▶ _GOAL_:
Each record is to be transcribed exactly.

>> begin RECORDS FOR THIS EXERCISE

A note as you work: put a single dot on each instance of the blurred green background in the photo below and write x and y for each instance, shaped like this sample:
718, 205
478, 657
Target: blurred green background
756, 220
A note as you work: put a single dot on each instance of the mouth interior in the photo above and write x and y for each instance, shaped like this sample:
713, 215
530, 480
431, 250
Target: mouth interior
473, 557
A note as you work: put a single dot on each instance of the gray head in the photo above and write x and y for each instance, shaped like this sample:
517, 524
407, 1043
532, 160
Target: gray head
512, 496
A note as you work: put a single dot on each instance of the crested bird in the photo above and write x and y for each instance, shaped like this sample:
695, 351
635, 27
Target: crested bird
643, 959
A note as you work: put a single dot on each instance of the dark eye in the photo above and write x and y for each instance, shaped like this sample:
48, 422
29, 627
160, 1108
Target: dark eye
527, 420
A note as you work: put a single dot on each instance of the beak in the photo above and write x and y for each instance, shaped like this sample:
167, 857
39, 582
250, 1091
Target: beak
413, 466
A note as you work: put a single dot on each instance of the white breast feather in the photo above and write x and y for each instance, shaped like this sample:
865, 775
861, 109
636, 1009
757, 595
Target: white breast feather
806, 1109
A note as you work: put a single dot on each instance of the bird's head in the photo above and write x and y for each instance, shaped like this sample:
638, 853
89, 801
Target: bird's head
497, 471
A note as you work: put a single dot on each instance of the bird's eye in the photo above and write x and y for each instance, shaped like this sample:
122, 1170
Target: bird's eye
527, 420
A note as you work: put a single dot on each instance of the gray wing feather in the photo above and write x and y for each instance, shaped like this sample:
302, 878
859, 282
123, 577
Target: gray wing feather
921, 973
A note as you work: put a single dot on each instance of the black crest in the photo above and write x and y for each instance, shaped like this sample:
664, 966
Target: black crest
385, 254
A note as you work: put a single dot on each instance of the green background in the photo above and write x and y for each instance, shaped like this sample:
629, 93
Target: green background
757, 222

>> end RECORDS FOR THIS EXERCISE

▶ _REPLY_:
A note as you work: put a single dot on each instance of the blurred green background in the photo below and write x and y for each instance, shaped like this sample:
718, 205
478, 657
Target: blurred green background
756, 220
A note as you work: put a single dot on each instance of the mouth interior in the photo above and write x and y for each instance, shaped like this sample:
713, 215
530, 480
431, 250
Target: mouth interior
473, 557
A note as you work: put a single dot on each instance of the gray head in the photo above and write x and y for each instance, shaped like this sample:
517, 524
407, 1043
532, 160
Target: gray head
512, 496
A note as you work: put a single dot on each instance of the crested bird in the photo above and write x and y for each instance, shaped like this sample:
695, 351
635, 27
Target: crested bird
643, 959
A note as you work: put a single dot on each instance of the dark eye in the photo above and write x and y for each instance, shaped like this sample:
48, 422
29, 627
160, 1108
Target: dark eye
527, 420
A note as you work: put a single dot on each instance of the beak in the photo above and write x and y for each instance, shaped like this sample:
167, 857
39, 582
250, 1091
Target: beak
413, 466
A note as you work: put a single dot on each instance of the white breast feather in the photo above and write x and y for each instance, shaped like this sample:
865, 775
861, 109
636, 1009
757, 595
Target: white breast feather
806, 1109
A note as you work: put a single dot on each instance of the bird's head in the photo above and write x and y for each instance, shaped like this sample:
638, 853
89, 801
Target: bird's head
497, 471
A note as you work: put a single dot on each instance of the bird's eye in the photo above and write x and y for each instance, shaped like this sample:
122, 1170
Target: bird's eye
527, 420
A note as you work: put a single dot on each instance of the gray wing feather in the photo above and write x and y for each instance, shaped like this sample:
302, 878
859, 282
123, 577
Target: gray wing feather
921, 973
A note as you work: put a single dot on each instance of the black crest in the photo above and write x and y for each instance, shaped like this sample:
664, 966
Target: black crest
385, 254
A note as you work: put a single dot on each instance of the green background in the photo above and write x and y for each instance, shaped like this sample:
629, 93
Target: green background
757, 222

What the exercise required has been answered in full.